Note every line in the entries that contains the string "pattern", and copy it.

[Saved entries]
════════════════════
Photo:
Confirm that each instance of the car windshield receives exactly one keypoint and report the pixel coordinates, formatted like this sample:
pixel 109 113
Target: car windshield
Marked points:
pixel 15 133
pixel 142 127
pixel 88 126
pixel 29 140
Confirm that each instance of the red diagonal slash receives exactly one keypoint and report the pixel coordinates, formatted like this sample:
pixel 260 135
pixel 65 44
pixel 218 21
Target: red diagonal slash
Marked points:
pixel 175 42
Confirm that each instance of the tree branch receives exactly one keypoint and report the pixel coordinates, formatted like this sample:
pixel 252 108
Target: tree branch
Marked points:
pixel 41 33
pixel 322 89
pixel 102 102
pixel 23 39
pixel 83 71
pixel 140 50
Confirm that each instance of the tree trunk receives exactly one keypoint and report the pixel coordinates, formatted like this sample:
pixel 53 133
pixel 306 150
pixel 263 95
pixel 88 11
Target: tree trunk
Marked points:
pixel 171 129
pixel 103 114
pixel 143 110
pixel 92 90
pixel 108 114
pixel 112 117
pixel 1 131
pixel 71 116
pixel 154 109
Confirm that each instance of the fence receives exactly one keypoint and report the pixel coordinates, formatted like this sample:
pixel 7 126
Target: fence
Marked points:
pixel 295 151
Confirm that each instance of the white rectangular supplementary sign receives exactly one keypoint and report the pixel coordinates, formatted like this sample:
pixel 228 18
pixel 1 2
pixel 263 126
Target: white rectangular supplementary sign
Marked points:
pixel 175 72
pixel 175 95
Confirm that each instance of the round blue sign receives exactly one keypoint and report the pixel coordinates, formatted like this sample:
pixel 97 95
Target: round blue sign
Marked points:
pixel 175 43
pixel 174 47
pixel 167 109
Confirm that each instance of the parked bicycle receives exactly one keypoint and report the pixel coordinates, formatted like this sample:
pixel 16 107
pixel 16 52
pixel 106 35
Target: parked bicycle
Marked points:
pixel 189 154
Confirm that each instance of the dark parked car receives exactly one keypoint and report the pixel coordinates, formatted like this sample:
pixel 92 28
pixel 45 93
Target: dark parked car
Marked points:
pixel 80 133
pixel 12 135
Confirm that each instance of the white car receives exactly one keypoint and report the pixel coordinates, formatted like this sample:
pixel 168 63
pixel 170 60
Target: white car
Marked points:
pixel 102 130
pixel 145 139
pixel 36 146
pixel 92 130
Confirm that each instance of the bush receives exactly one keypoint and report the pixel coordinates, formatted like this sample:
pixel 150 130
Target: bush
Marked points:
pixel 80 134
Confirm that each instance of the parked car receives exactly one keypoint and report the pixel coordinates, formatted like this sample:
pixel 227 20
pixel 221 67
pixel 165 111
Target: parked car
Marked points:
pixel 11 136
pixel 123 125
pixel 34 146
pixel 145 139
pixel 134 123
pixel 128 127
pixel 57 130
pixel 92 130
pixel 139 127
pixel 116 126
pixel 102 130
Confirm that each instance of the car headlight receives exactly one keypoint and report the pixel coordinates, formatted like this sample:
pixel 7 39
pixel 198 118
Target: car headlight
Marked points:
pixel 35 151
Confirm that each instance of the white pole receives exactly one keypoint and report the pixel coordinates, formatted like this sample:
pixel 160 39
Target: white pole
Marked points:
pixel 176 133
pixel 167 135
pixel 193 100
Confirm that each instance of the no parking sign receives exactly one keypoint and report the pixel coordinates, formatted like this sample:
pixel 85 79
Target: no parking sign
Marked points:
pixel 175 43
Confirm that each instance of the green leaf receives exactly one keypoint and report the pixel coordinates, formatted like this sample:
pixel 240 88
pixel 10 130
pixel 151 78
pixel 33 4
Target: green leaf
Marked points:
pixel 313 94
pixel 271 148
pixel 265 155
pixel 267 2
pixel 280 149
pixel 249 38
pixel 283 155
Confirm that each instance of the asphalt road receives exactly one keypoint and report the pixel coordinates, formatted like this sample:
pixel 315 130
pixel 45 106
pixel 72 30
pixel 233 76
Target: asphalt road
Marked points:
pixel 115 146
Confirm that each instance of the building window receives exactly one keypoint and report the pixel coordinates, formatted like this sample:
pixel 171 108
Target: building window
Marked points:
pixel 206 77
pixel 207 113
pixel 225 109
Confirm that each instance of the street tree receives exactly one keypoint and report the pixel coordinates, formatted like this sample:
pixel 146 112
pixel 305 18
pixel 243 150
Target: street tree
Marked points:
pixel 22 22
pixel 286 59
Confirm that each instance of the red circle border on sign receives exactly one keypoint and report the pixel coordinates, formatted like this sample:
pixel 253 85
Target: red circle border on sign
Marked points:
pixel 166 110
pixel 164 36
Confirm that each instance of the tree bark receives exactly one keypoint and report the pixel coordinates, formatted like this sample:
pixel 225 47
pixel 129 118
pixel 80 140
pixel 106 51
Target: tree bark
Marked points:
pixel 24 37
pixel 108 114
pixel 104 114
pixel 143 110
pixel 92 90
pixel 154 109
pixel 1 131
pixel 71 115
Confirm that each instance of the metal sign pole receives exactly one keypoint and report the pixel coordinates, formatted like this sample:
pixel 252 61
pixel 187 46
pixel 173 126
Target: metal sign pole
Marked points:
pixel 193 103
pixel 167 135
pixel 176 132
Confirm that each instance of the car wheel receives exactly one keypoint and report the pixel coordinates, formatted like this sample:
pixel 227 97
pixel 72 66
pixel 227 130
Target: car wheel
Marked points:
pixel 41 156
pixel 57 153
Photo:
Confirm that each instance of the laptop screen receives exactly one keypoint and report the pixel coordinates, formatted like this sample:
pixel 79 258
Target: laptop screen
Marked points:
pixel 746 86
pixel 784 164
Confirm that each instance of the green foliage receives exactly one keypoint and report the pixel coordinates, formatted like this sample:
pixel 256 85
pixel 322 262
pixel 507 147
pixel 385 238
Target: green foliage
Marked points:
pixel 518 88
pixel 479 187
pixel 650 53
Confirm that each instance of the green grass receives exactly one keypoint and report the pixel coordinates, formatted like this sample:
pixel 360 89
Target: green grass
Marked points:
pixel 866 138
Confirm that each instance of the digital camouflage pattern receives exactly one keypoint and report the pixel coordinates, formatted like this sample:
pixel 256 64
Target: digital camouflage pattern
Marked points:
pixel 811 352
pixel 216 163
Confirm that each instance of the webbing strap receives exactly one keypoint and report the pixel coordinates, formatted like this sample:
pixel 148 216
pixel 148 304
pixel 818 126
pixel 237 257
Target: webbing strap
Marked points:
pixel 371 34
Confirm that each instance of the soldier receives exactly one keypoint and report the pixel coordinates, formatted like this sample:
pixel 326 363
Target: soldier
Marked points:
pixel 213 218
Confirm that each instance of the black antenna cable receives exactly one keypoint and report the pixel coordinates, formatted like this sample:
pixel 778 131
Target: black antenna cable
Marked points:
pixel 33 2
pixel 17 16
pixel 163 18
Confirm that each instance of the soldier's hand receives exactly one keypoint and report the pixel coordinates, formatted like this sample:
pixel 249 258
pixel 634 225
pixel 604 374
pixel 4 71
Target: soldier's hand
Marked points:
════════════════════
*Answer space*
Confirm that each instance of the digital camouflage pattern receives exactly one keypoint and report the pixel coordinates, formatted like this sample:
Target: digital camouflage pattern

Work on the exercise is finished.